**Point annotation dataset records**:
______________________________

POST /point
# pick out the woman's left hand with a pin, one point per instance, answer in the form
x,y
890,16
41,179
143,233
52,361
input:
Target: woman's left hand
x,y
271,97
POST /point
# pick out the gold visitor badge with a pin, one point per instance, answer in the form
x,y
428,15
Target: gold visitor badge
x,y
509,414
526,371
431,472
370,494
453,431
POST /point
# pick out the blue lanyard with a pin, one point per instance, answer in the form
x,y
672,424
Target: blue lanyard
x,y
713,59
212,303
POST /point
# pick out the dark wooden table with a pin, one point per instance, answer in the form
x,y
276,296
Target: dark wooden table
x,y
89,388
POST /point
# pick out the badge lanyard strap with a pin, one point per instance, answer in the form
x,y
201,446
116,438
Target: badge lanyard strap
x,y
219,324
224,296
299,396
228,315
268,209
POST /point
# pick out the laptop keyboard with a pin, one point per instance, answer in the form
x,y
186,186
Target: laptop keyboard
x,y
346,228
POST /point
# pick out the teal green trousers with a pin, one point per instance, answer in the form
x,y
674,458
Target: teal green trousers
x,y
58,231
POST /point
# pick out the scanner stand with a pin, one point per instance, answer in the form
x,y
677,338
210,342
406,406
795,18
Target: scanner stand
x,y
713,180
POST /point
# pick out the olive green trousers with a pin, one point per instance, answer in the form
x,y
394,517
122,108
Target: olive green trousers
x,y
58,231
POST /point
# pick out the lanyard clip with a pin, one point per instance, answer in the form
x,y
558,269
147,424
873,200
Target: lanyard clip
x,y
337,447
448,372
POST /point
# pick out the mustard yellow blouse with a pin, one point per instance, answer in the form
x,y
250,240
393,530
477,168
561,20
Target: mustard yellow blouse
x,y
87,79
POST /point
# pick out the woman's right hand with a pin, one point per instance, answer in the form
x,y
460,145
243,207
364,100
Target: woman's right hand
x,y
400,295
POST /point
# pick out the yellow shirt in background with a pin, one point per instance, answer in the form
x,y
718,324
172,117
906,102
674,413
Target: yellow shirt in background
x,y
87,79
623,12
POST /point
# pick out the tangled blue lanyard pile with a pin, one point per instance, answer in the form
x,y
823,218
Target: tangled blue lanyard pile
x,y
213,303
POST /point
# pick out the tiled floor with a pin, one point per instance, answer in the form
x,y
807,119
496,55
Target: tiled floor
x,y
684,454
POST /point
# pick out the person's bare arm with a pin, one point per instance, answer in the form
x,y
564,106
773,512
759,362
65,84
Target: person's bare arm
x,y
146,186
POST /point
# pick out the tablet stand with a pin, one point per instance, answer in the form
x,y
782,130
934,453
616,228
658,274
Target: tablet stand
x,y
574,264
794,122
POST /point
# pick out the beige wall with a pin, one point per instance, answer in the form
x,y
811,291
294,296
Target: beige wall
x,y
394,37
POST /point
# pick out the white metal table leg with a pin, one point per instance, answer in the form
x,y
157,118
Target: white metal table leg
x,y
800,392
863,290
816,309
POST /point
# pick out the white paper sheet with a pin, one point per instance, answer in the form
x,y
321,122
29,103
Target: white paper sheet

______________________________

**Task requirements**: Recopy the entries above in their entirety, exactly.

**Problem solution**:
POST /point
# pick out the woman's left hand with a pin, one point per instance, answer in the form
x,y
890,16
41,179
143,233
52,361
input:
Target: woman's left hand
x,y
271,97
POST /point
# pick out the gold visitor badge with a pin, one point per instance, answer in the form
x,y
428,15
Target: gold visitor badge
x,y
509,414
526,371
431,472
370,494
453,431
POST /point
# pick out the blue lanyard with a pin, one point per instance, answer in the form
x,y
672,424
Target: blue lanyard
x,y
713,59
212,303
POST /point
# pick out the dark wooden table with a pin, one point per instance, answer in the form
x,y
276,296
Target: dark wooden table
x,y
89,388
POST /point
# pick out the badge lanyard strap with a pin, one point per instance, answer in the form
x,y
201,446
116,438
Target: badge lanyard strap
x,y
219,324
224,296
299,396
228,315
268,209
POST /point
# pick out the laptop keyboard with a pin, one point per instance, answer in the form
x,y
186,186
Target: laptop keyboard
x,y
346,228
POST /point
# pick out the teal green trousers with a pin, one point per instance, answer in the form
x,y
674,458
Target: teal green trousers
x,y
58,231
POST /point
# pick out the scanner stand with a pin, one point per instance, answer in the form
x,y
677,338
210,342
406,406
795,18
Target: scanner stand
x,y
713,180
POST /point
# pick out the olive green trousers with a pin, one point per instance, answer in the form
x,y
394,517
122,108
Target: olive green trousers
x,y
58,231
POST /point
# pick out the lanyard clip with a pin, one point per instance, answer in the form
x,y
558,269
147,424
873,200
Target: lanyard clip
x,y
337,447
448,372
POST /point
# pick out the mustard yellow blouse with a pin, one point per instance, answer in the form
x,y
250,240
393,530
477,168
561,20
Target: mustard yellow blouse
x,y
87,79
POST /point
# pick out the woman's right hand with a pin, one point per instance, answer in the form
x,y
460,145
243,207
364,100
Target: woman's right hand
x,y
400,295
POST /point
# pick out the yellow shirt in background with a pin, one point per instance, answer in the form
x,y
718,324
172,117
906,102
674,413
Target: yellow shirt in background
x,y
87,79
623,12
POST /point
# pick out the tangled blue lanyard pile with a pin, one point per instance, answer in the form
x,y
823,218
Target: tangled blue lanyard pile
x,y
213,303
POST /point
# pick out the tiled floor with a pin, one point per instance, answer in the form
x,y
807,119
496,55
Target: tiled floor
x,y
684,454
POST /point
# pick out the person's bare arm with a pin, one point per instance, answer in the form
x,y
564,106
773,512
759,362
65,84
Target: person's bare arm
x,y
146,186
POST /point
# pick out the tablet stand with a pin, one point per instance, answer in the form
x,y
782,130
934,453
616,228
658,274
Target: tablet stand
x,y
574,264
794,122
POST /point
# pick out the beige wall with a pin, one point per instance, answer in the form
x,y
811,291
294,296
Target: beige wall
x,y
394,37
POST /point
# pick out the white metal table leg with a pin, one point per instance, answer in the form
x,y
157,118
Target: white metal table leg
x,y
800,392
863,290
816,309
POST /point
# pick out the white paper sheet with a pin, one point per instance, answer in the form
x,y
321,122
29,103
Target: white paper sheet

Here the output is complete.